* [Task details] Identify every line in the listing below that contains the word "painted", and copy each of those lines in full.

* [Supplied information]
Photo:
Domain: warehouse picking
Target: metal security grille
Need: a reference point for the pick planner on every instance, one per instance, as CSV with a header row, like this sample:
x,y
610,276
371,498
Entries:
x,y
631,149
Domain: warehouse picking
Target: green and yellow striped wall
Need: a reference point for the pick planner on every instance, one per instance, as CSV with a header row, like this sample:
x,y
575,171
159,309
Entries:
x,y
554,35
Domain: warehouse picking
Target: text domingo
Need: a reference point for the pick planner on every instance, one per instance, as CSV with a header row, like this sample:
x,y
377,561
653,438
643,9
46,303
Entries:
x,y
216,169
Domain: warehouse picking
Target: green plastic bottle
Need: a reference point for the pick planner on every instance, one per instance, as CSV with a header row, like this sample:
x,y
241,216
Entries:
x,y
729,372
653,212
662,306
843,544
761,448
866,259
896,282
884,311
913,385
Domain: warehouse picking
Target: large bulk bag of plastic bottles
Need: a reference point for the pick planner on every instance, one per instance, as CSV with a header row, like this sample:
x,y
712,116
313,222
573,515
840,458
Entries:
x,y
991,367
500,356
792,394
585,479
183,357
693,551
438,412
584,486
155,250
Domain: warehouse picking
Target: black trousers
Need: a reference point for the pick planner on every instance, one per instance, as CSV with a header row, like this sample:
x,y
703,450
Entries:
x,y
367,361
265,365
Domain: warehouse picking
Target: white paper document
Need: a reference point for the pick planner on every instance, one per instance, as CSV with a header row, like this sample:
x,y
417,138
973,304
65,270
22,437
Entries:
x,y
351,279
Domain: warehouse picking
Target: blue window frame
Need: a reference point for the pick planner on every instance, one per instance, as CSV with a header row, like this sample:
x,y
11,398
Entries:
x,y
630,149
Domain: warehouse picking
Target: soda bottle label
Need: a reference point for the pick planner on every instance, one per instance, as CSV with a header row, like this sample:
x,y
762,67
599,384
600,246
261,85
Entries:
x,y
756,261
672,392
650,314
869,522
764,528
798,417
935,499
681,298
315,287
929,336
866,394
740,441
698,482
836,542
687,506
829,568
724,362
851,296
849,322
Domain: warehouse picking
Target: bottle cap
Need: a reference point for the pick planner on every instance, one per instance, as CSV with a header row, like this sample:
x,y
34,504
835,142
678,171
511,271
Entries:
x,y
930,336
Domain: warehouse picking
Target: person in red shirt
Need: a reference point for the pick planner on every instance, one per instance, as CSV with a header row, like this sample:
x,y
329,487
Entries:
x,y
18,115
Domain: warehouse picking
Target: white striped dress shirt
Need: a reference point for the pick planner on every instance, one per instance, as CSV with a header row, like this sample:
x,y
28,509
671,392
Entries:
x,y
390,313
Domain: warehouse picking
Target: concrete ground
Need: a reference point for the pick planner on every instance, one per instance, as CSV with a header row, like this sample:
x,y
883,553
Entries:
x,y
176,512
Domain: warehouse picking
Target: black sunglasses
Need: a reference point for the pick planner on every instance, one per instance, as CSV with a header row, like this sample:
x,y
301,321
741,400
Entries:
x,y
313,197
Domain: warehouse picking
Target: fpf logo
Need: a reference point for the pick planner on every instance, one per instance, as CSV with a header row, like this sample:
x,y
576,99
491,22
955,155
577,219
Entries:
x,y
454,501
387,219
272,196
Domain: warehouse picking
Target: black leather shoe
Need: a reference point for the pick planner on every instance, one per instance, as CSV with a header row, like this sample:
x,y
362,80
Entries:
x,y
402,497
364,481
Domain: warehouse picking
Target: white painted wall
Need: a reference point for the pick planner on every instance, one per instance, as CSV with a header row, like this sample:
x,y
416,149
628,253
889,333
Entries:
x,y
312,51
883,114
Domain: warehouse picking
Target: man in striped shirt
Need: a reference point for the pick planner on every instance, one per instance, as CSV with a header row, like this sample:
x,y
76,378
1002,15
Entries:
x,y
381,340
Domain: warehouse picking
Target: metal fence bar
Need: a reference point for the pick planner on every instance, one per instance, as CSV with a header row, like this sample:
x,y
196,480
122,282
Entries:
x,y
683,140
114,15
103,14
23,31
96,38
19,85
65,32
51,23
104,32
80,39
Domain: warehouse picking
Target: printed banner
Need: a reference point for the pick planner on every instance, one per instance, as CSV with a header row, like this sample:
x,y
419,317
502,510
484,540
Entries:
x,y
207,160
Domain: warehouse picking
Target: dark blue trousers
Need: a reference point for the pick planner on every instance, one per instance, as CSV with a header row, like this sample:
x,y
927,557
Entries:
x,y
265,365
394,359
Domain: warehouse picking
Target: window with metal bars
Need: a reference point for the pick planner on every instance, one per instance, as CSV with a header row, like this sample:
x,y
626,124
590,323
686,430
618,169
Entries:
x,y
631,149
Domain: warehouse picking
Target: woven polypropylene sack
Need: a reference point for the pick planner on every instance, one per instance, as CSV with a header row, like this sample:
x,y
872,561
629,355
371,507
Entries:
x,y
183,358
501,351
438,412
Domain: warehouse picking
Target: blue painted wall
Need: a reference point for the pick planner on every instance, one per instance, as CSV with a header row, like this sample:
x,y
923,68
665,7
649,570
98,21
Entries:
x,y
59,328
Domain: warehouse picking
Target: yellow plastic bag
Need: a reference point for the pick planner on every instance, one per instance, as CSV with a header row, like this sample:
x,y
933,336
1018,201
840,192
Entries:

* [Solved problem]
Target: white painted wall
Target: blue painted wall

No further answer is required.